Bacaan Latihan –
###

Saat ini Kemenperin sedang mendata sektor dan perusahaan berorientasi ekspor tertentu yang akan diizinkan beroperasi secara penuh. Cakupan vaksinasi pekerja di perusahaan terkait juga akan menjadi pertimbangan. Namun, pemerintah belum menentukan berapa syarat persentase vaksinasi pekerja di suatu perusahaan.
Berdasarkan data Kementerian Perindustrian per 2 Agustus 2021, dari total 3,15 juta orang pekerja industri yang perusahaannya mendapat IOMKI selama PPKM, sebanyak 62,85 persen sudah divaksin.
”Nanti akan ada kriterianya tersendiri. Kami akan lihat kondisi lapangan. Yang pasti, sekarang saja, pekerja belum divaksin semuanya, tetapi industri tetap bisa bekerja dengan kapasitas 50 persen. Jadi, lewat trial ini nanti kita lihat seperti apa gambarannya,” kata Eko.
Meski bisa beroperasi 100 persen, Eko mengatakan, protokol kesehatan yang diterapkan akan lebih ketat. ”Aturan makan di lingkungan pabrik nanti akan diatur detail. Lalu, pergi-pulang pekerja juga akan diatur agar pekerja langsung pulang ke rumah dari pabrik. Kami akan kerja sama dengan pemerintah daerah untuk monitoringnya,” ujarnya.

###

Kutipan Data –

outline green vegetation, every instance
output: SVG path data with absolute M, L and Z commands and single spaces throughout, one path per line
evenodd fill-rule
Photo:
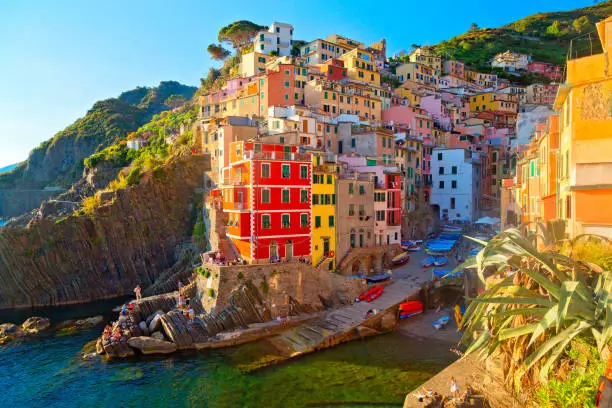
M 458 59 L 476 70 L 491 72 L 489 61 L 506 50 L 531 54 L 535 61 L 563 64 L 572 42 L 572 56 L 601 52 L 594 23 L 612 15 L 612 2 L 565 12 L 538 13 L 501 28 L 472 25 L 465 34 L 431 47 L 444 58 Z M 580 38 L 577 38 L 581 36 Z
M 477 268 L 486 285 L 466 310 L 463 342 L 468 354 L 501 357 L 517 392 L 539 385 L 535 398 L 543 406 L 578 406 L 576 398 L 587 391 L 568 393 L 568 384 L 595 387 L 612 343 L 612 272 L 602 267 L 610 263 L 612 245 L 586 237 L 561 245 L 546 236 L 552 228 L 541 231 L 544 252 L 509 229 L 480 242 L 485 248 L 463 265 Z
M 247 20 L 234 21 L 219 30 L 218 40 L 238 49 L 252 41 L 258 31 L 265 29 L 266 26 L 260 26 Z
M 210 54 L 211 58 L 215 61 L 223 61 L 231 55 L 231 52 L 223 48 L 221 44 L 209 44 L 206 51 Z

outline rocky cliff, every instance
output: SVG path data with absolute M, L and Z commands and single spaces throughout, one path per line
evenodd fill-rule
M 138 185 L 103 194 L 92 215 L 3 229 L 0 308 L 87 302 L 153 284 L 191 235 L 205 161 L 174 159 Z

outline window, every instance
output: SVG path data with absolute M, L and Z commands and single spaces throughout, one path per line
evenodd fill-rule
M 283 190 L 283 192 L 281 194 L 281 202 L 288 203 L 290 196 L 291 196 L 291 192 L 290 192 L 289 189 Z
M 289 214 L 281 215 L 281 223 L 283 228 L 289 228 L 291 226 L 291 223 L 289 222 Z
M 308 227 L 308 214 L 300 214 L 300 227 Z
M 270 178 L 270 163 L 261 165 L 261 178 Z
M 261 202 L 264 204 L 268 204 L 270 202 L 270 190 L 264 188 L 261 190 Z
M 282 178 L 290 178 L 291 177 L 291 166 L 290 165 L 288 165 L 288 164 L 283 164 L 282 165 L 281 177 Z
M 261 216 L 261 228 L 271 228 L 270 214 L 263 214 Z

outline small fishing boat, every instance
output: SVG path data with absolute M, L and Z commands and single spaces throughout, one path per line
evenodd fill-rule
M 400 266 L 405 264 L 406 262 L 408 262 L 410 260 L 410 254 L 408 252 L 402 252 L 401 254 L 395 256 L 391 262 L 393 263 L 393 265 L 395 266 Z
M 435 256 L 428 256 L 427 258 L 423 259 L 420 264 L 423 268 L 428 268 L 430 266 L 433 265 L 433 263 L 436 261 L 436 257 Z
M 391 279 L 391 275 L 388 273 L 383 273 L 380 275 L 366 276 L 365 279 L 366 279 L 366 282 L 368 283 L 378 283 L 378 282 L 384 282 L 386 280 Z
M 448 258 L 445 256 L 437 256 L 434 261 L 434 266 L 444 266 L 448 263 Z
M 446 327 L 446 325 L 448 324 L 449 321 L 450 321 L 450 317 L 442 316 L 441 318 L 439 318 L 438 320 L 433 322 L 432 326 L 434 327 L 434 329 L 440 330 L 440 329 Z
M 400 303 L 399 311 L 400 319 L 405 319 L 407 317 L 423 313 L 423 304 L 418 300 L 410 300 L 408 302 Z
M 374 299 L 378 299 L 380 295 L 382 295 L 382 293 L 383 293 L 382 286 L 374 286 L 373 288 L 369 289 L 367 292 L 359 296 L 359 300 L 361 301 L 365 300 L 366 302 L 371 302 Z

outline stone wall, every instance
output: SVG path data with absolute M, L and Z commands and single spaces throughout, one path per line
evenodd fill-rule
M 300 312 L 314 312 L 352 301 L 367 285 L 362 279 L 346 278 L 328 271 L 316 271 L 311 265 L 287 263 L 274 265 L 219 266 L 203 264 L 198 275 L 198 292 L 208 312 L 228 305 L 234 290 L 251 281 L 264 296 L 273 317 L 286 315 L 292 303 Z

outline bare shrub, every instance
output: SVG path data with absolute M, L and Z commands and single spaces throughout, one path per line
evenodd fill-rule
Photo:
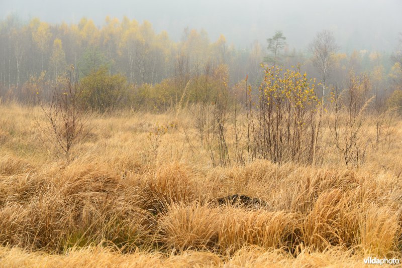
M 45 136 L 54 141 L 59 152 L 67 160 L 73 147 L 89 133 L 91 114 L 85 109 L 80 99 L 82 87 L 73 67 L 62 83 L 56 84 L 48 104 L 41 101 L 40 106 L 48 124 L 38 124 Z

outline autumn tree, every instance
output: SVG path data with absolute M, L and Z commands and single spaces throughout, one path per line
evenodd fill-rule
M 104 66 L 93 70 L 80 81 L 83 87 L 81 100 L 91 110 L 102 113 L 113 110 L 126 96 L 126 77 L 108 73 L 107 67 Z
M 66 58 L 61 40 L 56 38 L 53 41 L 53 48 L 52 56 L 50 57 L 50 66 L 53 69 L 54 77 L 57 79 L 60 72 L 66 66 Z
M 309 50 L 313 54 L 313 62 L 321 74 L 323 81 L 322 98 L 325 96 L 325 86 L 333 63 L 332 56 L 338 49 L 333 34 L 323 30 L 317 33 L 310 44 Z
M 32 33 L 32 39 L 41 53 L 41 71 L 43 71 L 43 56 L 51 37 L 49 25 L 41 22 L 36 30 Z

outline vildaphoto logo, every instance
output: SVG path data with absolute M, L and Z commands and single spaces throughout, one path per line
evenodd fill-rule
M 369 257 L 365 258 L 364 260 L 365 264 L 398 264 L 399 263 L 398 258 L 378 258 L 376 257 L 373 258 Z

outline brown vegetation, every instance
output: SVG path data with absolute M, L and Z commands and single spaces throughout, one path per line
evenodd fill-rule
M 66 161 L 33 120 L 46 122 L 40 107 L 1 105 L 2 265 L 346 267 L 402 257 L 400 121 L 393 141 L 347 166 L 327 124 L 334 113 L 325 113 L 313 166 L 249 160 L 244 111 L 224 129 L 205 128 L 206 142 L 186 109 L 126 110 L 94 118 Z M 359 143 L 376 133 L 364 118 Z M 156 154 L 148 137 L 158 125 L 169 126 Z M 214 166 L 220 135 L 226 157 L 241 151 L 244 164 Z M 260 202 L 237 205 L 252 199 Z

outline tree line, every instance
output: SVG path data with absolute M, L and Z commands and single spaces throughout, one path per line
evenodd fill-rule
M 50 94 L 71 67 L 86 87 L 88 105 L 103 110 L 122 103 L 165 109 L 185 87 L 188 101 L 213 102 L 223 87 L 233 88 L 246 76 L 257 90 L 264 77 L 261 65 L 300 66 L 321 83 L 321 97 L 326 88 L 345 87 L 350 77 L 362 74 L 370 78 L 373 94 L 400 90 L 400 47 L 347 54 L 330 32 L 311 40 L 308 48 L 296 50 L 276 31 L 266 45 L 254 41 L 239 48 L 223 35 L 211 41 L 205 31 L 188 28 L 174 42 L 149 22 L 127 17 L 108 17 L 97 27 L 85 18 L 78 24 L 52 24 L 9 16 L 0 21 L 0 96 L 35 102 L 36 95 Z

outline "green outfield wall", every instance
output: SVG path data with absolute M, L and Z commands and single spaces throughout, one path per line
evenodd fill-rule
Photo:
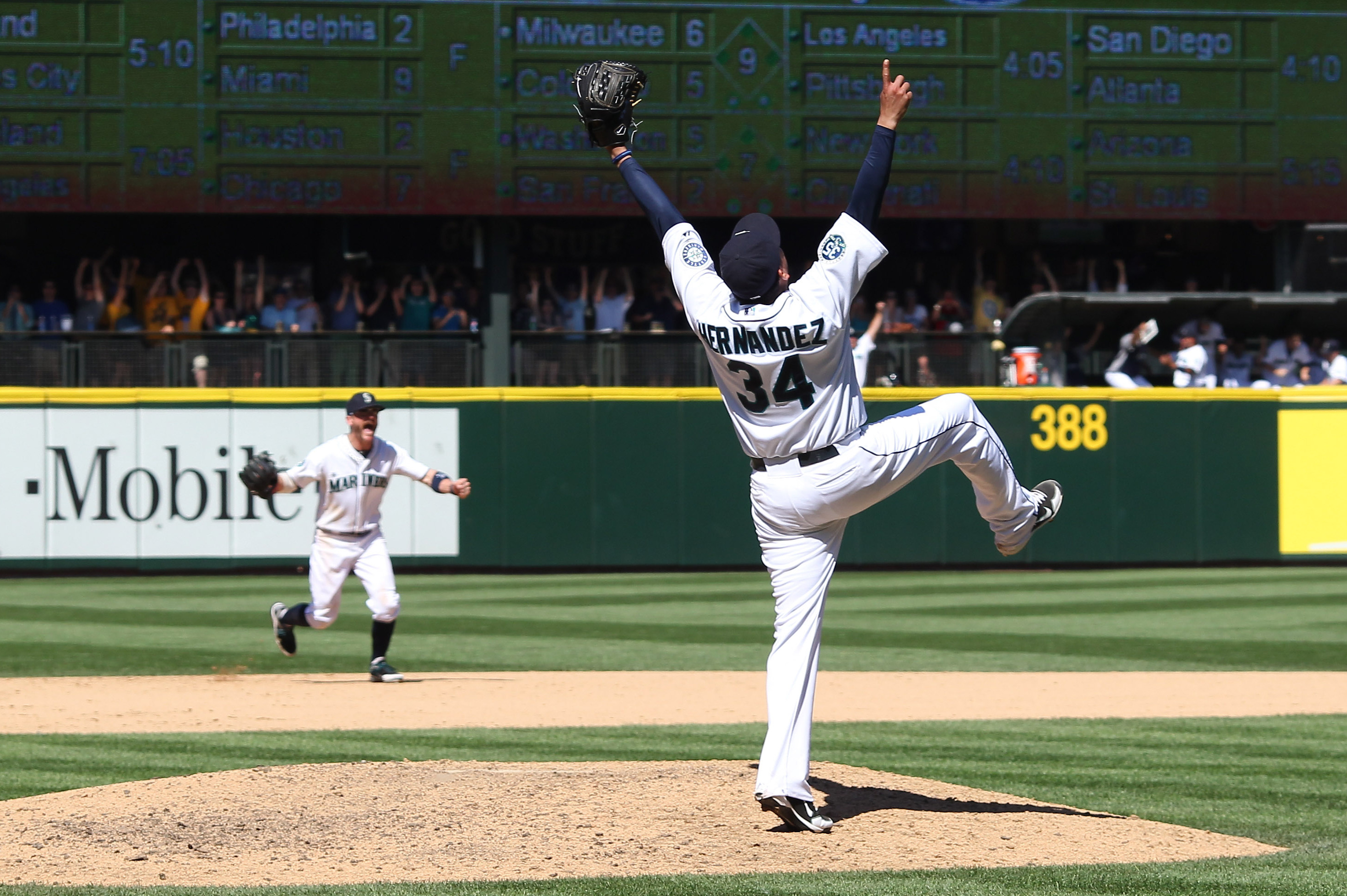
M 877 420 L 939 393 L 867 389 L 866 408 Z M 1334 503 L 1347 494 L 1336 461 L 1342 442 L 1315 447 L 1347 422 L 1347 389 L 968 393 L 1022 482 L 1063 484 L 1061 520 L 1020 556 L 1002 558 L 967 480 L 946 463 L 854 517 L 845 563 L 1215 563 L 1347 552 L 1347 530 L 1334 528 Z M 0 419 L 24 411 L 30 430 L 0 486 L 7 505 L 28 508 L 11 519 L 27 521 L 0 530 L 0 565 L 292 565 L 304 555 L 315 496 L 253 507 L 233 470 L 245 449 L 298 462 L 339 434 L 346 397 L 322 389 L 0 389 Z M 404 567 L 758 565 L 748 461 L 714 389 L 384 389 L 379 397 L 389 408 L 381 434 L 473 481 L 462 503 L 418 494 L 424 489 L 409 482 L 391 486 L 385 528 Z M 1288 431 L 1303 433 L 1292 472 L 1278 465 L 1288 414 L 1299 422 Z M 218 435 L 205 434 L 210 426 Z M 32 435 L 35 427 L 43 438 Z M 179 433 L 194 434 L 182 437 L 195 438 L 194 447 L 159 445 L 176 443 Z M 71 438 L 78 445 L 57 450 Z M 104 457 L 113 458 L 106 470 L 98 466 Z M 1288 496 L 1284 481 L 1299 490 Z M 217 484 L 218 496 L 210 490 Z M 93 519 L 102 492 L 109 519 Z M 82 503 L 78 520 L 74 499 Z M 1299 525 L 1293 539 L 1304 544 L 1286 542 L 1288 513 Z M 42 550 L 13 550 L 23 538 L 36 544 L 35 527 L 46 532 Z M 114 531 L 121 540 L 108 542 Z M 81 554 L 94 543 L 105 546 Z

###

Petunjuk Pengerjaan –
Salin tanpa perubahan bagian bacaan tentang operasional industri mulai dari "Saat ini Kemenperin" sampai dengan "persen sudah divaksin.". Daftar di atas merupakan bahan tersendiri, terpisah dari bacaan tentang operasional industri.

Jawaban Soal –
Saat ini Kemenperin sedang mendata sektor dan perusahaan berorientasi ekspor tertentu yang akan diizinkan beroperasi secara penuh. Cakupan vaksinasi pekerja di perusahaan terkait juga akan menjadi pertimbangan. Namun, pemerintah belum menentukan berapa syarat persentase vaksinasi pekerja di suatu perusahaan.
Berdasarkan data Kementerian Perindustrian per 2 Agustus 2021, dari total 3,15 juta orang pekerja industri yang perusahaannya mendapat IOMKI selama PPKM, sebanyak 62,85 persen sudah divaksin.